• **Source passage**

§

Am Freitag, 10. November 2017 17:53:17 UTC+1 schrieb John Gabriel:
> On Friday, 10 November 2017 10:57:49 UTC-5, George Cornelius wrote:
> > In article <*-6e5c-470b-bc01-e06cfe543a20@googlegroups.com>,
> > J*hn G*briel <th*n*wcalculus@gmail.com> writes:

> > > On Friday, 10 November 2017 00:15:46 UTC-5, George Cornelius wrote:
> > >

> > >> > Somewhere else I wrote 2*e^(-1/x^2)/x^3 = 1. Sorry for
> > >> > that error, but in fact it is also:
> > >> >
> > >> > lim x->0 2*e^(-1/x^2)/x^3 = 0

> > >>
> > >> > Which is a nice little limit exercise.
> > >>
> > >> The exponential function has an "essential singularity" at infinity.

> > >
> > > There is nothing "essential" in mathematics and "at infinity" is
> > > an impossible scenario. We simply say the function is undefined at
> > > x=0 and avoid use of words such as singularity which morons like
> > > Stephen Hawking have overused.

> >
> > You have never taken a course in complex analysis, have you?

>
> I've done better - I have compiled courses in complex analysis.

§

• **Task set**
- 1) According to the forum thread, what does the exponential function have at infinity?
- 2) Continue the forum thread from its last line.

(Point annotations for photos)

§

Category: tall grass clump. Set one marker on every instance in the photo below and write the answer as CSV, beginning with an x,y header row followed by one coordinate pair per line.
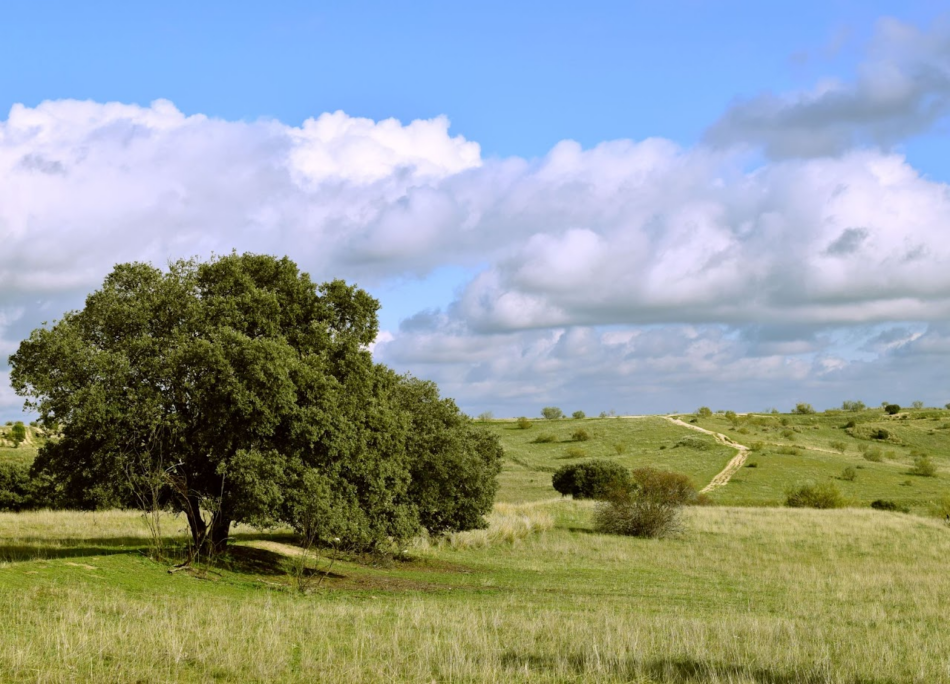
x,y
822,495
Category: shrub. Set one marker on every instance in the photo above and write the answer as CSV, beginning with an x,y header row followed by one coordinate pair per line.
x,y
638,517
824,495
693,443
923,467
596,479
16,489
580,435
888,505
665,486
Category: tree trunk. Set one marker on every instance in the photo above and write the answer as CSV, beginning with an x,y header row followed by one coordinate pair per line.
x,y
220,528
199,528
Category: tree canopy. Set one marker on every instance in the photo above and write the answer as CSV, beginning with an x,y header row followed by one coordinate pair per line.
x,y
237,390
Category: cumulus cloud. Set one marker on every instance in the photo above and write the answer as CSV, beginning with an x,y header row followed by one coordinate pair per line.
x,y
902,89
631,270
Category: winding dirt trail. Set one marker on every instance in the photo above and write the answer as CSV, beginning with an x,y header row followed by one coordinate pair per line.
x,y
732,467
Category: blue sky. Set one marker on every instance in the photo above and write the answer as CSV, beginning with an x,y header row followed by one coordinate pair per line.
x,y
752,214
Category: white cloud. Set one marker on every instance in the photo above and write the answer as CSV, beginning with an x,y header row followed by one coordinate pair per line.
x,y
901,89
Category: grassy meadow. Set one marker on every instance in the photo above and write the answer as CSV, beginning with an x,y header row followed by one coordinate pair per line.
x,y
750,593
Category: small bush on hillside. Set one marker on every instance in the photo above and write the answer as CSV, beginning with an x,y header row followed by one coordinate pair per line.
x,y
888,505
580,435
665,486
596,479
824,495
693,443
636,516
924,467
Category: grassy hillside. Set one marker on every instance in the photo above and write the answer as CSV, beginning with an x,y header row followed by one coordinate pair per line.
x,y
787,450
746,595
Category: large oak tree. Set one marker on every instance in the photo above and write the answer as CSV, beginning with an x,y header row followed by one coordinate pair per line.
x,y
237,390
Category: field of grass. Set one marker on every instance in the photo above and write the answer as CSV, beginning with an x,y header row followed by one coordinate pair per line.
x,y
746,595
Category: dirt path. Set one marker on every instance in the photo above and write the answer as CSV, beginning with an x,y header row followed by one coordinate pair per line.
x,y
732,467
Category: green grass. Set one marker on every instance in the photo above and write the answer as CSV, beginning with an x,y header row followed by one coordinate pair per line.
x,y
648,441
746,595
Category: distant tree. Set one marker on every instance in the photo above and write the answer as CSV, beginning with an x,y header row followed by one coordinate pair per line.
x,y
18,433
596,479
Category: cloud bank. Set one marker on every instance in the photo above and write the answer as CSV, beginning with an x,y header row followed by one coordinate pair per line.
x,y
635,275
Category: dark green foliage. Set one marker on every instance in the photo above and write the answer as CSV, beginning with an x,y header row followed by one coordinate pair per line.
x,y
18,433
591,480
246,392
823,495
693,443
635,516
923,466
887,505
665,486
16,490
454,463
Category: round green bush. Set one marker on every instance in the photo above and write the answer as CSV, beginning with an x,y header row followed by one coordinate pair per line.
x,y
595,479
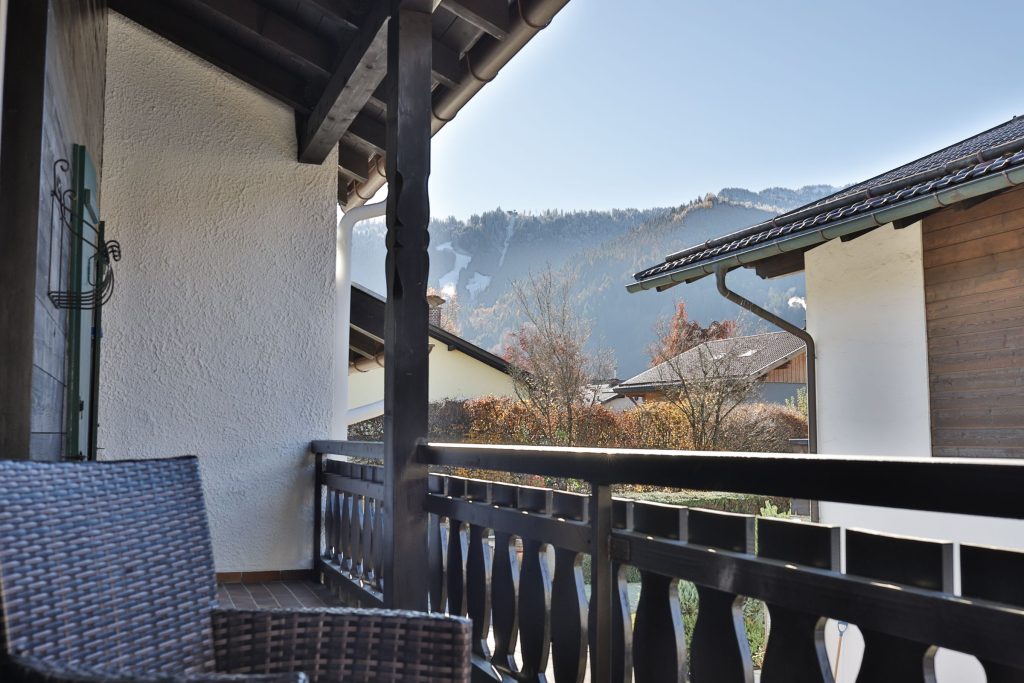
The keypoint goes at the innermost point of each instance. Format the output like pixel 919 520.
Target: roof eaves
pixel 669 274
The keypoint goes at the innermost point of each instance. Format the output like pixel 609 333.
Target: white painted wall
pixel 865 308
pixel 218 339
pixel 453 375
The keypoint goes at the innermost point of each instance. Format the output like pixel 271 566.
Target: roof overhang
pixel 901 214
pixel 327 59
pixel 367 333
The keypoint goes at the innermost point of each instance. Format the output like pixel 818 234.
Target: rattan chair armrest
pixel 341 644
pixel 27 670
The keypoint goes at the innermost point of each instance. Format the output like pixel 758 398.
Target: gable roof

§

• **In response**
- 1) An "essential singularity."

- 2)
>

> >
> > >> I have long forgotten my complex analysis but was going to guess that
> > >> that implied that it grows near infinity faster than any power
> > >> of x, and thus x^(-3)/e^(1/x^2) goes to zero as x goes to zero.

> > >
> > > There is no limit as I have proved. You cannot substitute a non-number
> > > that is, -oo into e^x. e^(-oo) is meaningless nonsense. -oo is not a limit.
> > >

> > >>
> > >> But what do I know? L'Hopital is a bit tricky, but using

> > >
> > > You can't use L'Hopital's property unless it has the form oo/oo
> > > or 0/0 which is not case here. Also L'Hopital fails for several
> > > functions which do have those forms.

> >
> > If you don't mind, I was responding to someone else.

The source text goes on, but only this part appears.